__Text__

Infanterie-Regiment 284

 

Aufgestellt am 22. September 1939 als Regiment der 5. Welle auf dem Truppenübungsplatz Bergen aus Personaleinheiten des Wehrkreises VI. Das Regiment unterstand der 96. Infanterie-Division und wurde von August 1940 bis Februar 1941 beurlaubt. Am 3. März 1941 erhielt das Regiment statt der bisherigen 13. Granatwerfer-Kompanien Infanterie-Geschütz-Kompanien. 1942 wurde das I. Bataillon aufgelöst. Am 15. Oktober 1942 in Grenadier-Regiment 284 umbenannt.

 

Bericht über den Einsatz des III./284 als Wachbataillon OKH
unter Berücksichtigung der gleichzeitigen Versammlung der Division im Raum Arys-Lyck Ende Juni/Anfang Juli 1941

Als erster Verband der Division hatte das in Sedan und den benachbarten Ardennendörfern liegende III./284 den Besatzungsraum verlassen. Am 24. Mai war der Vorbefehl für die Verladung gekommen, am gleichen Tage, an dem die "Bismarck" das britische Schlachtschiff "Hood" versenkte. Der neue Einsatzort und Verwendungszweck war streng geheim gehalten und unbedingte Postdisziplin mit verschärfter Zensur befohlen worden. Da der Balkanfeldzug im vollen Gange war, vermutete die Truppe Einsatz auf Kreta oder Verwendung bei einer hohen Führungsstelle. Am 29. marschierten die Kompanien, in Balan von der Regimentsmusik eingeholt, an der alten Zitadelle von Sedan vorbei nach dem Bahnhof, von wo in der Nacht das Btl. in 2 Transportzügen Frankreich in Richtung Aachen verließ. Über Rosslau fuhr es am 31., als Kreta kapitulierte, in Schlesien ein und erreichte in den Abendstunden das fast unverdunkelte Breslau. Am Pfingstsonntag stellte sich nach einer Fahrt quer durch Polen erst in Deblin heraus, dass in Sachsen die Zugnummern mit der abzulösenden Truppe verwechselt worden waren. 2 Tage später erst wurde das Btl. morgens früh im märkischen Städtchen Zossen bei Berlin ausgeladen und in den nächsten Tagen in seine neuen Aufgaben als Wachbataillon beim OKH eingewiesen.

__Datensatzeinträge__
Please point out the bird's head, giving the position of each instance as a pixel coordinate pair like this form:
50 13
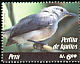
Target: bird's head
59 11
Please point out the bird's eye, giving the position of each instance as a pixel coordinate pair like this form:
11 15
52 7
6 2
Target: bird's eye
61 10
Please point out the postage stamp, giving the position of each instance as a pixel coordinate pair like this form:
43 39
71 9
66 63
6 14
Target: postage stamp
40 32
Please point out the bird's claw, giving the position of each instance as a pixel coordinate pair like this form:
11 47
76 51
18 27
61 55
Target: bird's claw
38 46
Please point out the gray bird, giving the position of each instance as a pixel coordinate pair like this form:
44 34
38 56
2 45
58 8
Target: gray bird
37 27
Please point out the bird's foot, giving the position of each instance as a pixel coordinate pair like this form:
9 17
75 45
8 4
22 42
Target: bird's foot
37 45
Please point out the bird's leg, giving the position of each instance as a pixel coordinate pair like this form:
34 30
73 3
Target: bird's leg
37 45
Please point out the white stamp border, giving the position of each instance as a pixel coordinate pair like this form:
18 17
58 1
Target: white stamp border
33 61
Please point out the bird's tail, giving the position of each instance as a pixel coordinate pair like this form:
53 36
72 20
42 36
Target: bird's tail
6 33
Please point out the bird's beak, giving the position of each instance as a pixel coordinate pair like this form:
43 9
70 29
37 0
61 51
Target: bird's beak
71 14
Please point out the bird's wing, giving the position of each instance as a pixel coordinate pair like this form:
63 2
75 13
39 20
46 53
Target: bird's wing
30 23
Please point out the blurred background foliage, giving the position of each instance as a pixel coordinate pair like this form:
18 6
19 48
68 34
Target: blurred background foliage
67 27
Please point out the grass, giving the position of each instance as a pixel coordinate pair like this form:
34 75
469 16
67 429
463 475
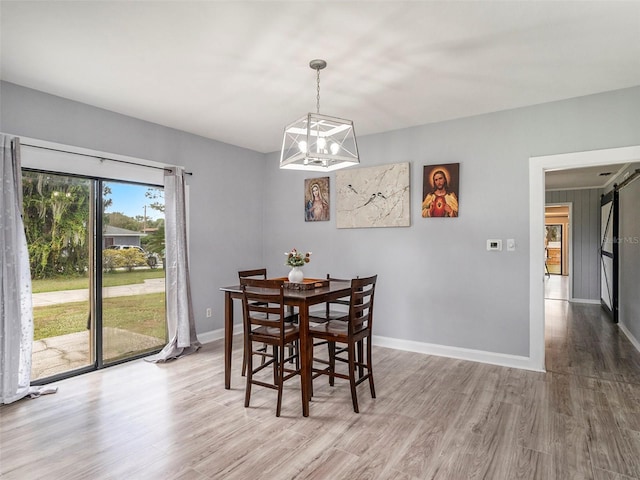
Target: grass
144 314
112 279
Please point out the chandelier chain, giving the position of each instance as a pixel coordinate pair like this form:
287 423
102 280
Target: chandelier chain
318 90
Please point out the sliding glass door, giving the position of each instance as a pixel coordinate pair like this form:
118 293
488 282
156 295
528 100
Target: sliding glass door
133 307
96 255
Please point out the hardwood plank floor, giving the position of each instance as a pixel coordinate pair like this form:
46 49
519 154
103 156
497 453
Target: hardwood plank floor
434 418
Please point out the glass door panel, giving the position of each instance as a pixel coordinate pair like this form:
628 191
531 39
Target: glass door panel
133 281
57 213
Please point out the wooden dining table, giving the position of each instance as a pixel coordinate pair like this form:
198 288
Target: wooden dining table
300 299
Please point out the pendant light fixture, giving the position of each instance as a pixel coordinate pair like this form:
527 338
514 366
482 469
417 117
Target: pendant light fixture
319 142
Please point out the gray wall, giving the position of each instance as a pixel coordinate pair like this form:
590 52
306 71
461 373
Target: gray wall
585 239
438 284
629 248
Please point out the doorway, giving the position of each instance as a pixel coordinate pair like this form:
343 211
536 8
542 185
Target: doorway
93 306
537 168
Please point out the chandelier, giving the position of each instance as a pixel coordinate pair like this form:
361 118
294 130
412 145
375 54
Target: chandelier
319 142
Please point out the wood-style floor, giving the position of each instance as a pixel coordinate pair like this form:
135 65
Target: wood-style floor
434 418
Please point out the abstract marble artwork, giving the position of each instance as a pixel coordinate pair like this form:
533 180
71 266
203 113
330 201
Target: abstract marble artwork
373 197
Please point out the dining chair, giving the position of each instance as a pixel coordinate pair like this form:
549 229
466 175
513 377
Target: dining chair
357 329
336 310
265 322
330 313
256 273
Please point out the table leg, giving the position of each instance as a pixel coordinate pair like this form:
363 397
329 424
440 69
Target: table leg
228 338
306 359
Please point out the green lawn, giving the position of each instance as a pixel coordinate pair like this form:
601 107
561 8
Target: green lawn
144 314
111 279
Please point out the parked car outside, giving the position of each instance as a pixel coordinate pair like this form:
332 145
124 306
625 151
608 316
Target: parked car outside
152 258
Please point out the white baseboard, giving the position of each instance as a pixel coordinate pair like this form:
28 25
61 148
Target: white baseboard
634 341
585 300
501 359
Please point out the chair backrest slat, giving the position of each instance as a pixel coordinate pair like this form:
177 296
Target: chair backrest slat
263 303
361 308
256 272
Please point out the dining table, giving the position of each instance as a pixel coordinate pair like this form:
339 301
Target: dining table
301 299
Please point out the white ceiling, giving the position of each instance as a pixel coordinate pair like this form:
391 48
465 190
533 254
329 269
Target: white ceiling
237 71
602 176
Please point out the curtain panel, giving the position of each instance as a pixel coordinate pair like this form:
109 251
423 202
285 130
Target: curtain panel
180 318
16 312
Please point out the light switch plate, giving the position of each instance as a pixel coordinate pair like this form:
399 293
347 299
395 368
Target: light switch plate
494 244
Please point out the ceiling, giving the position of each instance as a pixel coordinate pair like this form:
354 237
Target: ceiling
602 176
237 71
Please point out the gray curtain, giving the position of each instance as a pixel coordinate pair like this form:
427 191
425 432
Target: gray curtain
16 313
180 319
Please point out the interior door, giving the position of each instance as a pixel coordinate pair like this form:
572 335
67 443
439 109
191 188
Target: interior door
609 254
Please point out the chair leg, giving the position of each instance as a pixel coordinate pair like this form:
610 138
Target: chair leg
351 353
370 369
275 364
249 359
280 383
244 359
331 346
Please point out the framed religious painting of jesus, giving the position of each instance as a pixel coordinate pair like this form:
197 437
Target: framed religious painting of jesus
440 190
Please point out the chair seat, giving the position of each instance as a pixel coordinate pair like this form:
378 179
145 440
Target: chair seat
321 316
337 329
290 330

__Aufgabe A__
Fasse den Text über das Infanterie-Regiment 284 in zwei Sätzen zusammen.
__Aufgabe B__
Knüpfe an den Bericht über das III./284 als Wachbataillon beim OKH an und schreibe ihn nach seinem letzten Satz weiter.

__Erwartete Antwort A__
Das Infanterie-Regiment 284 wurde am 22. September 1939 auf dem Truppenübungsplatz Bergen aufgestellt, unterstand der 96. Infanterie-Division und wurde am 15. Oktober 1942 in Grenadier-Regiment 284 umbenannt. Sein III. Bataillon verließ Ende Mai 1941 als erster Verband der Division den Besatzungsraum um Sedan und wurde nach einer Bahnfahrt über Breslau und durch Polen in Zossen bei Berlin ausgeladen und als Wachbataillon beim OKH eingewiesen.

__Erwartete Antwort B__
Am 5. Juni erfolgte dort die Begrüßung durch den Kommandanten des Hauptquartiers, Generalmajor Scheerer, den späteren erfolgreichen Verteidiger von Cholm, dessen Regiment die 284-er im Frankreichfeldzug im Verbande der Armee Strauss gefolgt waren. Nach der Ansprache erfolgte der Vorbeimarsch und am 16. Juni abends die Vergatterung und erstes Aufziehen der Wache im täglichen
Wechsel von einer Schützenkompanie verstärkt durch einen Zug der MGK. Auftrag war die Sicherung des Hauptquartiers, des Nervenzentrums des Heeres, das damals noch unter dem Oberbefehl des Generalfeldmarschalls von Brauchitsch stand. Ihm als zweithöchstem Wachvorgesetzten und seinem Generalstabschef erwiesen die Wachen und Posten täglich die Ehrenbezeigungen wie auch zahlreichen hohen ausländischen Gästen, welche in jener Zeit besonders häufig von der nahen Reichshauptstadt zu Besprechungen ins HQ kamen, darunter auch der Monarch des befreundeten Bulgarien, König Boris. Bekannte Heer- und Armeeführer, die höchsten Spitzen der Generalität und Experten aus allen Sparten des Generalstabes gingen in den gewittergeladenen Tagen des Juni in Zossen beim Lager "Zeppelin" I und II (wo auch das HQ im letzten Kriegsjahr wieder war) ein und aus. Dennoch erfuhr das Btl. den Beginn des Krieges gegen die Sowjetunion am 22. Juni auch erst durch den Rundfunk. Die Begleitkommandos "Afrika" und "Europa", Tarnbezeichnungen für die stets fahrbereiten Sonderzüge des Oberbefehlshabers und des Generalstabschefs, meldeten sich ab. Mit ihnen fuhren die Vorkommandos für die Verlegung ins Feldquartier Heer bei Angerburg in Ostpreußen, von wo aus die Operationen des deutschen Ostheeres nunmehr geleitet werden sollten.
Der lange vorbereitete Befehl für die Verlegung am Tage X + 4 war ergangen, die Maschinerie der militärischen Organisation lief wie ein Uhrwerk. Am 26. erfolgte mittags die Ablösung durch Landesschützen und abends Abfahrt durch Brandenburg nach Preußen, vorbei an den trutzigen Mauem der Marienburg, dem Symbol des deutschen Ostens.
Zur gleichen Zeit rollten auch die Transportzüge der Division aus Frankreich heran. Marschierende Truppen, Brückenschutz, Flak ließen spürbar werden, daß über Preußen und allen deutschen Landen der Atem des Krieges lag, ein Torward aufgestoßen für einen Tag, über dessen Ende nach den Worten des Staatsoberhauptes das Dunkel der Ungewißheit lag.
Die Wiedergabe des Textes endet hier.